» **Stated task**
Turn the part of the material that opens with the line containing "Mark every instance of the dark open" and closes with the line containing "(1303, 617)" into a Markdown table with the columns Row and Line, numbering each row and leaving out blank lines. Include only those lines, both ends as well.

[Point annotation records]
┏━━

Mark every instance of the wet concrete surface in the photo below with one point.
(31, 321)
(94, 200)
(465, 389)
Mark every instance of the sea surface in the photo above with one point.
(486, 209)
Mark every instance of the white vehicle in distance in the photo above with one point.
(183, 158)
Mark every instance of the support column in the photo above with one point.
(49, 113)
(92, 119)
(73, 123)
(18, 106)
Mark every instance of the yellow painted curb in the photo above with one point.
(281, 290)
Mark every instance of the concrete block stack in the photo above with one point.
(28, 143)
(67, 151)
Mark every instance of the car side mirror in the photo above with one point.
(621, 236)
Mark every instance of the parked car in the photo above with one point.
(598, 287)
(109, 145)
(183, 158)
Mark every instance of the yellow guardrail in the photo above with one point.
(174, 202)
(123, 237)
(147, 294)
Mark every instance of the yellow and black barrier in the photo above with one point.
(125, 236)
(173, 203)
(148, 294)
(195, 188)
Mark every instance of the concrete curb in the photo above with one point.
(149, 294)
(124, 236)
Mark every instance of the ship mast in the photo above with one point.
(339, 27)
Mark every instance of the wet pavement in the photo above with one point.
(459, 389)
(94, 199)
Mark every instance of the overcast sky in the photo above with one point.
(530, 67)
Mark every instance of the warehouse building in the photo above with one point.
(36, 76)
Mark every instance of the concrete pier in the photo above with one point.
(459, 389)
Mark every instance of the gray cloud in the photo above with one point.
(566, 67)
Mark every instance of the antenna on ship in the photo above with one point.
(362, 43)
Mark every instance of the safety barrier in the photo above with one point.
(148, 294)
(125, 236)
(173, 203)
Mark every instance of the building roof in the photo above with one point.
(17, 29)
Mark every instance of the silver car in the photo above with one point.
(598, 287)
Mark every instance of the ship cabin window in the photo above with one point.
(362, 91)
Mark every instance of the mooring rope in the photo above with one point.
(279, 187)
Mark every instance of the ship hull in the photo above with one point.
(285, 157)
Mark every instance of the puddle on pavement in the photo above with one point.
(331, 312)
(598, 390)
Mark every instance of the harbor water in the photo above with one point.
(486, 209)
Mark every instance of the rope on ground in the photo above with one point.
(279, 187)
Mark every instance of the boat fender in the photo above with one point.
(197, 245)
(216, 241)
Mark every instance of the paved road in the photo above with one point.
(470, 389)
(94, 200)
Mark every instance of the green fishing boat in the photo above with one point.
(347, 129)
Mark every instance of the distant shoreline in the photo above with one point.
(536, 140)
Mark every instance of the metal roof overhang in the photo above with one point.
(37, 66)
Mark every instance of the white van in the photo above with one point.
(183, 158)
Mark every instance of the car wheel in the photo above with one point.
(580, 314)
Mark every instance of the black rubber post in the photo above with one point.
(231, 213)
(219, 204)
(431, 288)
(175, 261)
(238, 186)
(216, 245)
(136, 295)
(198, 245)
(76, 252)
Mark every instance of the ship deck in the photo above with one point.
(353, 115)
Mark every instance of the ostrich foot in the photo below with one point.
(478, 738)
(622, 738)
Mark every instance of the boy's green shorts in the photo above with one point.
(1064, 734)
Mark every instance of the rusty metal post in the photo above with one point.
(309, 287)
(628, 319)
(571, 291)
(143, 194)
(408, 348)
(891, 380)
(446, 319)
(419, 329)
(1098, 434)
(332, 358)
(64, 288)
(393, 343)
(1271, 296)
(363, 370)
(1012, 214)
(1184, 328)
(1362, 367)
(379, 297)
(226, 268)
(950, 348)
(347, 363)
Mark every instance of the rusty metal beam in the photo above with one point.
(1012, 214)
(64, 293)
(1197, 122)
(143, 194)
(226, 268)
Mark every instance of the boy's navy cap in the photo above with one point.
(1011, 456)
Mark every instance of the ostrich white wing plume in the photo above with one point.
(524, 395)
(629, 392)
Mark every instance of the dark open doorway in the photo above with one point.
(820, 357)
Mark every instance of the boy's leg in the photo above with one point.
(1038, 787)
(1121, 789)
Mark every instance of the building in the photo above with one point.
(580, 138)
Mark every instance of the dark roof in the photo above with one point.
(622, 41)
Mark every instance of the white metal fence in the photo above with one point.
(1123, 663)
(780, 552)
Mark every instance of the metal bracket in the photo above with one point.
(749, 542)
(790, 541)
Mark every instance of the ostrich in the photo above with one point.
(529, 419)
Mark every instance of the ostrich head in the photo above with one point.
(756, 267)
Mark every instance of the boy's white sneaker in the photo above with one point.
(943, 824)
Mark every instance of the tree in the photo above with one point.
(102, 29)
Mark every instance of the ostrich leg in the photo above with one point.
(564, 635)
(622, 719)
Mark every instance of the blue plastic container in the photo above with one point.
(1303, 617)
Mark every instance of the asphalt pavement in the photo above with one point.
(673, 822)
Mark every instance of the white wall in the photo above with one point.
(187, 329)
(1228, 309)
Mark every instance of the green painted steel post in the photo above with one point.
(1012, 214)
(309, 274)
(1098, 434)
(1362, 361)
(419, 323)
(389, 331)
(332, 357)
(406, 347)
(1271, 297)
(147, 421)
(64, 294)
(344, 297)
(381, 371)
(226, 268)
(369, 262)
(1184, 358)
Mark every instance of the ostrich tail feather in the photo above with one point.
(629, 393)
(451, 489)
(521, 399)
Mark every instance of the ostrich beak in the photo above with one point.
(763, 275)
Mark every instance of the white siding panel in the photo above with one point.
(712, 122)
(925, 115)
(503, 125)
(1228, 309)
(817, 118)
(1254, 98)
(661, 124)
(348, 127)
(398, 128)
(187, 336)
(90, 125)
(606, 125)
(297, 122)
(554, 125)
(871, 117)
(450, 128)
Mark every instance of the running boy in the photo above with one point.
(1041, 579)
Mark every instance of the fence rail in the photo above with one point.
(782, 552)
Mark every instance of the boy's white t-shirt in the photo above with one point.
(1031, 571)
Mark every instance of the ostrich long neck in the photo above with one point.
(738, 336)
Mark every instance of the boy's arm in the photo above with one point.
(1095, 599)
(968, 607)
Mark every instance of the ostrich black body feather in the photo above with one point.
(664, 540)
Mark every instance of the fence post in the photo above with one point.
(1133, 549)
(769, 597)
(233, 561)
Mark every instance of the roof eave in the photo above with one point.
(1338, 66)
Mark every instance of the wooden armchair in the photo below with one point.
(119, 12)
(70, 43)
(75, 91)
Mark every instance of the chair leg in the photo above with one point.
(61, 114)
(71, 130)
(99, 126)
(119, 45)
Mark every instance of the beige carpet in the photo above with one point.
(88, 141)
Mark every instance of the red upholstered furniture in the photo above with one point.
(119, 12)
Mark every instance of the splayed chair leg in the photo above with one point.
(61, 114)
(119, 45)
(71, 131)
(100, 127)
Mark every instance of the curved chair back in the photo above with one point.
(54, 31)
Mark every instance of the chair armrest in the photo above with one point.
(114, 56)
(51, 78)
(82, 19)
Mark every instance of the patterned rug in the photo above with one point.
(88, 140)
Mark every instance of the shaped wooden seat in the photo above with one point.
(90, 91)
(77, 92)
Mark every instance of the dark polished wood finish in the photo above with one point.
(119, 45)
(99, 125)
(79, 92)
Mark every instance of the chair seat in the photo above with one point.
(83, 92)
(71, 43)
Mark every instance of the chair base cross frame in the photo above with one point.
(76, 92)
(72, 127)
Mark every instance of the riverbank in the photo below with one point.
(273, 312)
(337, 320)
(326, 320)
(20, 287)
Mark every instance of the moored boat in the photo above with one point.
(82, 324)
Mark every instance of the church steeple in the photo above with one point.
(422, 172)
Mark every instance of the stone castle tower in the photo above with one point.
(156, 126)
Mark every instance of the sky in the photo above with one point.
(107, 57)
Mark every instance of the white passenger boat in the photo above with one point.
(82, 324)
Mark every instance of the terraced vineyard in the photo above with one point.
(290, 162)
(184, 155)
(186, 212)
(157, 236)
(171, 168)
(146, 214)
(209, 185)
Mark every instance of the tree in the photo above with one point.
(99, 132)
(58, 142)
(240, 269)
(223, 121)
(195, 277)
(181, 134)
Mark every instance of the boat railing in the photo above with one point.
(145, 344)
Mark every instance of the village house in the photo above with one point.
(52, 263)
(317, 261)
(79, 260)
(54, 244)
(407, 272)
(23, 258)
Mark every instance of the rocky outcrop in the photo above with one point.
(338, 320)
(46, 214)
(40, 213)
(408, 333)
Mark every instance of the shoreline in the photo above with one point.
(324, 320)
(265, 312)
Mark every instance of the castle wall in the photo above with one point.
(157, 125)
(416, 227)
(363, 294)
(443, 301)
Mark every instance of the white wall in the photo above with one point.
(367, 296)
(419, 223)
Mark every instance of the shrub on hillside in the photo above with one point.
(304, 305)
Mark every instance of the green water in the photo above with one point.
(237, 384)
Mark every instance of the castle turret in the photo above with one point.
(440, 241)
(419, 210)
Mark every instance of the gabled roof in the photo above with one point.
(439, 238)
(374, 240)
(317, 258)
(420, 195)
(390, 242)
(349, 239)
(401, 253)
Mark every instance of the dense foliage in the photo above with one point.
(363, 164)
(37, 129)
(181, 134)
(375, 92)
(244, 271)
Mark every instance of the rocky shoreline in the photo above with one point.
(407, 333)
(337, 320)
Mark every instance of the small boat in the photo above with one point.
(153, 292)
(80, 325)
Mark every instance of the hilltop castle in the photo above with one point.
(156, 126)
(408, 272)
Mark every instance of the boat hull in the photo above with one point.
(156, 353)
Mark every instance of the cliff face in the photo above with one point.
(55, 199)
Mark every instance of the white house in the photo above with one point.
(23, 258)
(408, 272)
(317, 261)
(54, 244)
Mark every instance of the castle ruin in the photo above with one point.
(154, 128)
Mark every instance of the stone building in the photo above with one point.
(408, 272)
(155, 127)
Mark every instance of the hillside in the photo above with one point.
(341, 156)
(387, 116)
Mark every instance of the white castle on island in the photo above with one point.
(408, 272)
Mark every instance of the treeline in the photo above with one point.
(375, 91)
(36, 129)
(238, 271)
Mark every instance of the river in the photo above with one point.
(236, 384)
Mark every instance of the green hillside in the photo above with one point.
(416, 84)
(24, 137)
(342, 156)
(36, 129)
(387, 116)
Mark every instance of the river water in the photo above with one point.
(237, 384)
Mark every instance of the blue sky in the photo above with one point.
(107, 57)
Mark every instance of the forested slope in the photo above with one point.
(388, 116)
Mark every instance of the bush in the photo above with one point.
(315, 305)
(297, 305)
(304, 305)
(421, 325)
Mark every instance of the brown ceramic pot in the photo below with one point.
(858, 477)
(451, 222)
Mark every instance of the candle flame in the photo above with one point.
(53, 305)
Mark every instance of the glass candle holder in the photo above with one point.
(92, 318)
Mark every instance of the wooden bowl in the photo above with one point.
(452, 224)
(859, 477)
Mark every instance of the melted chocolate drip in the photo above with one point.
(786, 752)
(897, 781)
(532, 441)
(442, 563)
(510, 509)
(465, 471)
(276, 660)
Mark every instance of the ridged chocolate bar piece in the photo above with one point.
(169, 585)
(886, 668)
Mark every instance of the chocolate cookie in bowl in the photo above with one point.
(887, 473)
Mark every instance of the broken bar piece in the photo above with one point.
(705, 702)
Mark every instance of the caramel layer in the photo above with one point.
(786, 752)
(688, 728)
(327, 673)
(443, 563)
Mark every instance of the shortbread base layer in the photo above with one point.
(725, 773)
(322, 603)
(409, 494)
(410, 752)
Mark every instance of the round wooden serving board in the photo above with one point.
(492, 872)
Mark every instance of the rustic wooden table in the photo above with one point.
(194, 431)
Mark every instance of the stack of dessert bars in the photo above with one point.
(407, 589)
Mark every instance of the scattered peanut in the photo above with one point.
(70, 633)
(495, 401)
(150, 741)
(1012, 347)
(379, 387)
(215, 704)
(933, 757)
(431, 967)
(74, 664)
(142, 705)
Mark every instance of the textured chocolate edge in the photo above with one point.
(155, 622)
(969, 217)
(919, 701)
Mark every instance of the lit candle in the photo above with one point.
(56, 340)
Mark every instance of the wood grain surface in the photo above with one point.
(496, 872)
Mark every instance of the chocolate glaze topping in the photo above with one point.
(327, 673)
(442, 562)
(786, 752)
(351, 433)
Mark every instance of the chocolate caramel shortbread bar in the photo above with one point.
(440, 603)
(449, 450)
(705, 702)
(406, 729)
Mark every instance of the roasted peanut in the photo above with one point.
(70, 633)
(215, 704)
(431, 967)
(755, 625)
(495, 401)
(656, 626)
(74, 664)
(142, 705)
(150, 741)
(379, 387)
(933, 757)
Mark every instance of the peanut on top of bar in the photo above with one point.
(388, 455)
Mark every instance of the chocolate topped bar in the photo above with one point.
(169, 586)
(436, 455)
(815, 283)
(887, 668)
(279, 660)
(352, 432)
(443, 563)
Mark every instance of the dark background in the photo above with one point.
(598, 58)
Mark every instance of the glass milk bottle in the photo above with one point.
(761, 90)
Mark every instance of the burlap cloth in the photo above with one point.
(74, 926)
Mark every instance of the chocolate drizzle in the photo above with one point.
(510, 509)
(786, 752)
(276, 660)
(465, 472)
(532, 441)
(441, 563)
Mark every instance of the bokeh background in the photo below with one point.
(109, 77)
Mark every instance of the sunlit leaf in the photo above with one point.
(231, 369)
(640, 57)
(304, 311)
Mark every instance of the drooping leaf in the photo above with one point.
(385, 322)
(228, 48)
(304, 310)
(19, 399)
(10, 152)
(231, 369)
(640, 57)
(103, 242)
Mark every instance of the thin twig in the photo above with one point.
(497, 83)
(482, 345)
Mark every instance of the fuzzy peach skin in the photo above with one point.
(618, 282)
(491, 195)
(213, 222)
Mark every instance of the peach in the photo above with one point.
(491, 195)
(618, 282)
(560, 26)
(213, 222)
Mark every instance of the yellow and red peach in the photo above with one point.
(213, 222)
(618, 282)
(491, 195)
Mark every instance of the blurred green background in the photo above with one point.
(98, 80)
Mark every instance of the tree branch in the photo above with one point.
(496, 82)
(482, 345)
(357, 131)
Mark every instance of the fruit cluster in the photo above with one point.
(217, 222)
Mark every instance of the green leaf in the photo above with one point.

┗━━

» **Output**
| Row | Line |
|---|---|
| 1 | Mark every instance of the dark open doorway in the photo above with one point. |
| 2 | (820, 357) |
| 3 | Mark every instance of the boy's leg in the photo above with one point. |
| 4 | (1038, 787) |
| 5 | (1121, 789) |
| 6 | Mark every instance of the building in the photo above with one point. |
| 7 | (580, 138) |
| 8 | Mark every instance of the dark roof in the photo above with one point. |
| 9 | (622, 41) |
| 10 | Mark every instance of the white metal fence in the photo above with one point. |
| 11 | (1123, 663) |
| 12 | (780, 552) |
| 13 | Mark every instance of the metal bracket in the photo above with one point. |
| 14 | (749, 542) |
| 15 | (790, 541) |
| 16 | Mark every instance of the ostrich in the photo above with one point. |
| 17 | (529, 419) |
| 18 | Mark every instance of the ostrich head in the photo above with one point. |
| 19 | (756, 267) |
| 20 | Mark every instance of the boy's white sneaker in the photo above with one point. |
| 21 | (943, 824) |
| 22 | Mark every instance of the tree in the photo above with one point. |
| 23 | (102, 29) |
| 24 | Mark every instance of the ostrich leg in the photo above with one point. |
| 25 | (564, 635) |
| 26 | (622, 719) |
| 27 | Mark every instance of the blue plastic container in the photo above with one point. |
| 28 | (1303, 617) |